**Work request**
In the material below, the lines from the one containing "white house in the photo above." through the one containing "wooden post in the photo above." are to be given again exactly, ends included, and no others.
[[ Input data, beginning ]]
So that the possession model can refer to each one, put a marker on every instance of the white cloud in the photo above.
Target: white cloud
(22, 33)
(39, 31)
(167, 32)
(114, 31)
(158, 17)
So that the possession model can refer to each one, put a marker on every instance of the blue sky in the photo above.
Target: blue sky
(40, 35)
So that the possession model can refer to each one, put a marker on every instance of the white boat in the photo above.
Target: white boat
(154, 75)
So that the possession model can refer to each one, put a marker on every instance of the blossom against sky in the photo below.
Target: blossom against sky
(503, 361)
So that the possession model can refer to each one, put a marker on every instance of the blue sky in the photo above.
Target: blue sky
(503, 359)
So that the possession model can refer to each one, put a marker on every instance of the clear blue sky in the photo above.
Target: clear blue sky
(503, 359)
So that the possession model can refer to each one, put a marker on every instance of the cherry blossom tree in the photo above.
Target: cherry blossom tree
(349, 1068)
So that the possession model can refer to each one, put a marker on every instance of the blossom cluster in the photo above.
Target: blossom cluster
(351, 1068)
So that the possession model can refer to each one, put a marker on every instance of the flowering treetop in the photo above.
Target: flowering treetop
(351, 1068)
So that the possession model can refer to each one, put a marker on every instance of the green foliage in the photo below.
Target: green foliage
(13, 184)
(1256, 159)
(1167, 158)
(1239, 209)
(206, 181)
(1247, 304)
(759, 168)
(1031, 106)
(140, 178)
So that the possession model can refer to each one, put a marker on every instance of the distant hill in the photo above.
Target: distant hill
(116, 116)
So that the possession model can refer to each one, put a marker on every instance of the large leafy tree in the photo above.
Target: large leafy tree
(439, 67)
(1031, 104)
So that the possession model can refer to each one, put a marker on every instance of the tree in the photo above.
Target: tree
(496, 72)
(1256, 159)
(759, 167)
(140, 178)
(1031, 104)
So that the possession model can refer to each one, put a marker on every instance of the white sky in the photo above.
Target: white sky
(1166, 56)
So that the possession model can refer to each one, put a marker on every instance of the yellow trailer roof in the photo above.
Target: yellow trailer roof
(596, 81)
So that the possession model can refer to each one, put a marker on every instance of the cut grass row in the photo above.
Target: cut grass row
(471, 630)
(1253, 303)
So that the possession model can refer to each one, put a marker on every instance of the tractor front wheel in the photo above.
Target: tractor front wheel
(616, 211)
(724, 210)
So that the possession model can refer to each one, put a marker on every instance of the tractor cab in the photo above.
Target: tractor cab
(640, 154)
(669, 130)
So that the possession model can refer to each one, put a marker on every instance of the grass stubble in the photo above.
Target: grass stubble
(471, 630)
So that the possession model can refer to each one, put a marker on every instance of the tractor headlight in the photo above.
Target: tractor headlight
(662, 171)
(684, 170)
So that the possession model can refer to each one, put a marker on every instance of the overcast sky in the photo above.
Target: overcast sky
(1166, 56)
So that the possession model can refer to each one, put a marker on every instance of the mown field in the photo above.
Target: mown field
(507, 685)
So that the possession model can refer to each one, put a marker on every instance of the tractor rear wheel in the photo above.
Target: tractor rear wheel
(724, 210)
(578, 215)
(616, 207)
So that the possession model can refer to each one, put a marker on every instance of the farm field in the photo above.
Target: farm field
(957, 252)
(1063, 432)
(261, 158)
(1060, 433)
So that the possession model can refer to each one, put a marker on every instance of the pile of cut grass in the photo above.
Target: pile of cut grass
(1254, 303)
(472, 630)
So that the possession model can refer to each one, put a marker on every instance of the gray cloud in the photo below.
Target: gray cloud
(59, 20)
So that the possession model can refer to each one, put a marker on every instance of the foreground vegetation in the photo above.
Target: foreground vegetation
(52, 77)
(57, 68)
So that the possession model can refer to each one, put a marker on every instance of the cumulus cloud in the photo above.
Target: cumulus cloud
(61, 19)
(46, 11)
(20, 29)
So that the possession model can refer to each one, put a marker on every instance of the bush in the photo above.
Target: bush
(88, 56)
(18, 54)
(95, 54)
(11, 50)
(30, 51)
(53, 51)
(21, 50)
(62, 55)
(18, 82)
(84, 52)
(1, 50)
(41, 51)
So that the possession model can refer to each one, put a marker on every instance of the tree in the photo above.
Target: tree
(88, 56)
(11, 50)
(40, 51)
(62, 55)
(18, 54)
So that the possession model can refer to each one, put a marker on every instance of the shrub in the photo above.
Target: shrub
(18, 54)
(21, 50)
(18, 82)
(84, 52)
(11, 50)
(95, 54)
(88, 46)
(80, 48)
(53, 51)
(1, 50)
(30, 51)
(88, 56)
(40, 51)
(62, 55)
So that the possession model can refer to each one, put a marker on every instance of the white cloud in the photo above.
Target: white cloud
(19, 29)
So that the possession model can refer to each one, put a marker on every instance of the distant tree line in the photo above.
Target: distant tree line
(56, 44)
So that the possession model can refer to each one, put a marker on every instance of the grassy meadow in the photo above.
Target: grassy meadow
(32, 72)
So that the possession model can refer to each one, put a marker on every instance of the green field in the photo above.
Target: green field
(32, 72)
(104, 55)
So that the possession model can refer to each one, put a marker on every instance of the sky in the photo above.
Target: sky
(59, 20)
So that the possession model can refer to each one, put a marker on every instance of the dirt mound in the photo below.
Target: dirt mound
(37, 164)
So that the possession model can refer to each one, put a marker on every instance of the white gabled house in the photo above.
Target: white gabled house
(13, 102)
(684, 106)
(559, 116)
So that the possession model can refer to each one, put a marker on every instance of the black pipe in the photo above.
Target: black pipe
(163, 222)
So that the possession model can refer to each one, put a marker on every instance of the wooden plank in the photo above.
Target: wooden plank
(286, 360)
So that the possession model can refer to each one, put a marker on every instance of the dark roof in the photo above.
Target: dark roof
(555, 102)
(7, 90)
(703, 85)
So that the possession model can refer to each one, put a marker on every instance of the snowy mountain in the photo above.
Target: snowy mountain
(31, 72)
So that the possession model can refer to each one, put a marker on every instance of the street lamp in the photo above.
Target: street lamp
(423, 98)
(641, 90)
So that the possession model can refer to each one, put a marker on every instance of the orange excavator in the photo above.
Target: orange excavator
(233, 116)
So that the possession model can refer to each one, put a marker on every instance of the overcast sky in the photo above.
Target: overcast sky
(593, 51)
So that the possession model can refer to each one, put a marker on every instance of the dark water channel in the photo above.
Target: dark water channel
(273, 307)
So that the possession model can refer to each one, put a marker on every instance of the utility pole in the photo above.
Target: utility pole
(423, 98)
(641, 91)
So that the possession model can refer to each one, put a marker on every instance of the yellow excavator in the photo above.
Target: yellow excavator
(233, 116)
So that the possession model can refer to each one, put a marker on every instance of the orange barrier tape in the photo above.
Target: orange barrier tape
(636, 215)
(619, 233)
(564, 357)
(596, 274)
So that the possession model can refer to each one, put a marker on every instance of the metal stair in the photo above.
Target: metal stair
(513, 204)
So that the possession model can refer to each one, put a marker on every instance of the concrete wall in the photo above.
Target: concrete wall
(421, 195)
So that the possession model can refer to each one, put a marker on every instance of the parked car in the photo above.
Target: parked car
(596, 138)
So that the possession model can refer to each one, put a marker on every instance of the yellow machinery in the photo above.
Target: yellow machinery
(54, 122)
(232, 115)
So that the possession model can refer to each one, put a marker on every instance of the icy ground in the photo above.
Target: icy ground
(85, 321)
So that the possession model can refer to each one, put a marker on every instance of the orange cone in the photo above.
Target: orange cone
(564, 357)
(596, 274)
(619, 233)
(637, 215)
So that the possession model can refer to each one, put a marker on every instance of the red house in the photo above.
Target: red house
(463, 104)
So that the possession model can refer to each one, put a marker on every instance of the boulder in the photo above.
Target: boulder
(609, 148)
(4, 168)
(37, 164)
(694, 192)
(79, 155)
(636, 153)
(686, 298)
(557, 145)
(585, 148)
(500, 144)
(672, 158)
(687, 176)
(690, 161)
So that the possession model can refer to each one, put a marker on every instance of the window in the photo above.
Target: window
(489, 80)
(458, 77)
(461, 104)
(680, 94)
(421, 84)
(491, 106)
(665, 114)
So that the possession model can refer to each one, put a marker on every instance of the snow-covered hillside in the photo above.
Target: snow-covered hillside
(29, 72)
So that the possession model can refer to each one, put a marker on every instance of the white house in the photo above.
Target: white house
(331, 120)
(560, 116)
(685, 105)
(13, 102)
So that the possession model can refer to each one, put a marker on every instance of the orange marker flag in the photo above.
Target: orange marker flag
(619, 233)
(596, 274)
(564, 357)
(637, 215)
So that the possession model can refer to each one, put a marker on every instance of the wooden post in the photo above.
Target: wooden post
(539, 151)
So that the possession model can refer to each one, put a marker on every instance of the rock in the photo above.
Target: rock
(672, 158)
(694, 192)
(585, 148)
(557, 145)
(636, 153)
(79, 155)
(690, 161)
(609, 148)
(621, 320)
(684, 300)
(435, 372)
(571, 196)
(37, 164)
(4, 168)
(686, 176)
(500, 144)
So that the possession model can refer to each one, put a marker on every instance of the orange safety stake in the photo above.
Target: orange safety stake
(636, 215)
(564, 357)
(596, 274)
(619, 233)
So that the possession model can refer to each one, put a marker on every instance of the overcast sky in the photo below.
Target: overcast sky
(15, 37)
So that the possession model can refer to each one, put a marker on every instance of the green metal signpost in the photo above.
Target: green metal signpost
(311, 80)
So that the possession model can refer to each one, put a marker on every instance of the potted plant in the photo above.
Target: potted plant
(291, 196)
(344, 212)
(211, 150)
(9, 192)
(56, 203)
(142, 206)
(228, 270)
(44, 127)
[[ Input data, end ]]
**Solution below**
So that the possession model can refer to each one, put a marker on every instance of the white house in the photo above.
Target: white house
(331, 120)
(560, 116)
(685, 105)
(13, 102)
So that the possession model can refer to each one, put a marker on every instance of the orange marker flag in the photo above.
Target: orange marker flag
(619, 233)
(596, 274)
(564, 357)
(637, 215)
So that the possession model can refer to each one, put a marker on every instance of the wooden post in the photo above.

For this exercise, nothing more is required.